Task brief - Reproduce nothing but the closing run of lines: the line with "peak and record integer pixel coordinates." and each line that follows it to the end of the data.

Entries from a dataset
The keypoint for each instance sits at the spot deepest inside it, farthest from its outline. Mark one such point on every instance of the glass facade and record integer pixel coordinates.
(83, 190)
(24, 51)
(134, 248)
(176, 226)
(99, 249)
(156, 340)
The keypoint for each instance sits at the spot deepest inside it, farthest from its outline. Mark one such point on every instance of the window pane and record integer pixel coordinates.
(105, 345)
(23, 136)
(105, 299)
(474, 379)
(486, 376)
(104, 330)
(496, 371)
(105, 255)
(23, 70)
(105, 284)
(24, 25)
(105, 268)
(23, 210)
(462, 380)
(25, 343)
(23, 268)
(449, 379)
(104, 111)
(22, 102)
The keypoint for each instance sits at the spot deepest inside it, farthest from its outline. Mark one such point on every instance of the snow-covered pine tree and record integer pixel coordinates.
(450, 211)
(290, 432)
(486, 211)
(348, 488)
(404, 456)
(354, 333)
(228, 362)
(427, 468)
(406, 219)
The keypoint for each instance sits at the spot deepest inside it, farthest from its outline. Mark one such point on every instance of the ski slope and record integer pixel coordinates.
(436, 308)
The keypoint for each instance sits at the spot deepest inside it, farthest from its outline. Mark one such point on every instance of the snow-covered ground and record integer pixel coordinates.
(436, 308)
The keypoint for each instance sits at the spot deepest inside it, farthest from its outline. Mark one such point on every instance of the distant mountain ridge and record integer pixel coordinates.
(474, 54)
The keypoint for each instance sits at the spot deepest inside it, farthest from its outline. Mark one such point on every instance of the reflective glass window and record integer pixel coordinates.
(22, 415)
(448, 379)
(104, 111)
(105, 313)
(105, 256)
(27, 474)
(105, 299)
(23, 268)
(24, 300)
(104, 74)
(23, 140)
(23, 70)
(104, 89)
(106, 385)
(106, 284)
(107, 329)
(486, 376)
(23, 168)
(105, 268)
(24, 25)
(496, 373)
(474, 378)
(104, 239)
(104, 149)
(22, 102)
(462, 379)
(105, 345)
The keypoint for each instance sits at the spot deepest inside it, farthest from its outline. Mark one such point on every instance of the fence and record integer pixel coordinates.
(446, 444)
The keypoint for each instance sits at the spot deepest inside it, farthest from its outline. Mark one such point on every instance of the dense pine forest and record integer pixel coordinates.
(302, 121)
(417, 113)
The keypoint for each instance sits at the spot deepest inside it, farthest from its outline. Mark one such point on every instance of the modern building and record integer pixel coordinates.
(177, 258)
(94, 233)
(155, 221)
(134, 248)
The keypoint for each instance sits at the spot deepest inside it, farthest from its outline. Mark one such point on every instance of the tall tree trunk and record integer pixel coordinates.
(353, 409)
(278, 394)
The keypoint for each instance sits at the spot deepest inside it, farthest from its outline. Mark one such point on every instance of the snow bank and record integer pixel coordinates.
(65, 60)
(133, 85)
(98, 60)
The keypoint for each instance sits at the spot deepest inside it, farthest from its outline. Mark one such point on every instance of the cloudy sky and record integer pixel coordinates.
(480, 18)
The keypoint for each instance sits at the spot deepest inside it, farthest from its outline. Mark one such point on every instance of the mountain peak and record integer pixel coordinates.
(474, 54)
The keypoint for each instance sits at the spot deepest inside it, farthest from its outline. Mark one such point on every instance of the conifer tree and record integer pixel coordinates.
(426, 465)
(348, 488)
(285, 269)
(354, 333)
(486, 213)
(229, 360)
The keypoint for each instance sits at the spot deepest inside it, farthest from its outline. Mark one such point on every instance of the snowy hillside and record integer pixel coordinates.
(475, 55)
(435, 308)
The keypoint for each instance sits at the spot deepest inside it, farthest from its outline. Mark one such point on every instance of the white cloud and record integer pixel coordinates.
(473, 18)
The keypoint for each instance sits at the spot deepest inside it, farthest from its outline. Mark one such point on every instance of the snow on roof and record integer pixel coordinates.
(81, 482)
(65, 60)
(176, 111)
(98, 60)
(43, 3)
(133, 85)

Correct response -
The keypoint for each instance sits at the spot deepest inside it, farthest from its outline. Mark one such point on every instance of the mountain peak and record integer pixel coordinates.
(474, 54)
The keypoint for each instance sits at the spot deepest inside it, farthest from its outline. Mark one such point on every instance of the conifer tree and record integer pixel coordinates.
(426, 465)
(348, 488)
(285, 269)
(354, 333)
(486, 213)
(229, 360)
The keypoint for each instance sits at the spot deepest inside it, farthest from its outline. Mark one such point on every instance of the snowy hillside and record integer pixel coordinates.
(475, 55)
(435, 308)
The keypoint for each instance sits at the spot deepest inside it, farthest from its outline. Mark one such point on every instance of the white cloud and record integer pixel coordinates.
(473, 18)
The keypoint for each instance sits at the spot deepest inside it, farthest from its outline. Mark one such point on every instance of the snow on roof and record integer pixel coordinates.
(81, 482)
(65, 60)
(176, 111)
(98, 60)
(43, 3)
(133, 85)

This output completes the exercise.